Problem 1:
Decide whether each statement below agrees with the dataset section, answering yes or no and quoting the exact words of the section that settle it.
(a) Class 1 in the table stands for the absence of a UAV.
(b) Four UAV types are evaluated.
(c) The UAVs were picked because they are used mainly for military purposes.
Problem 2: Write out the dataset section from "shows UAV classes" to "for civilian applications.", substituting "widely bought" for "commonly purchased".

2. Materials and Methods

2.1. Dataset

Table 1. UAV Classes.

Class	UAV Type	Mode
1	No UAV	N/A
2	Parrot Bebop	Switched on and connected to controller
3	Parrot Bebop	Hovering automatically with no controller commands
4	Parrot Bebop	Flying without video transmission
5	Parrot Bebop	Flying with video transmission
6	Parrot AR	Switched on and connected to controller
7	Parrot AR	Hovering automatically with no controller commands
8	Parrot AR	Flying without video transmission
9	AR	Flying with video transmission
10	DJI Phantom 3	Switched on and connected to controller

shows UAV classes assessed in these experiments from the open DroneRF dataset produced by Al-Sa’d et al. [21]. Three UAV types are evaluated–Parrot Bebop, Parrot AR (Elite 2.0) and the DJI Phantom 3. Al-Sa’d et al. in [22] pick these UAVs because they are commonly purchased for civilian applications.

Data below:
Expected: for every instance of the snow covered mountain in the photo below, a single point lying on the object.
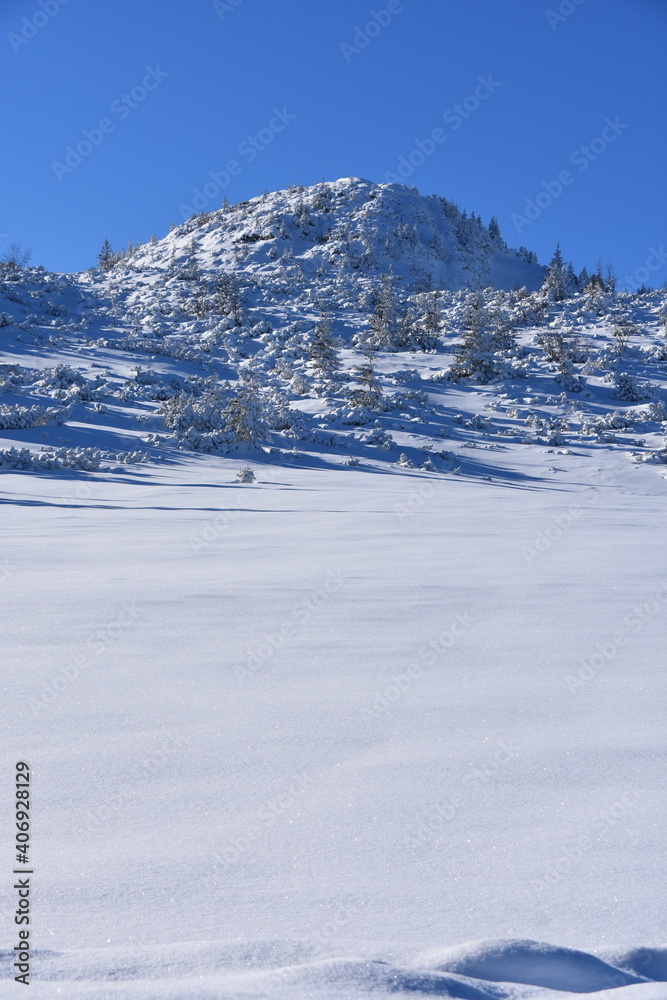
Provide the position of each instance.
(351, 229)
(332, 592)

Written response 1:
(a) Yes: "No UAV"
(b) No: "Three UAV types are evaluated"
(c) No: "because they are commonly purchased for civilian applications"

Written response 2:
shows UAV classes assessed in these experiments from the open DroneRF dataset produced by Al-Sa’d et al. [21]. Three UAV types are evaluated–Parrot Bebop, Parrot AR (Elite 2.0) and the DJI Phantom 3. Al-Sa’d et al. in [22] pick these UAVs because they are widely bought for civilian applications.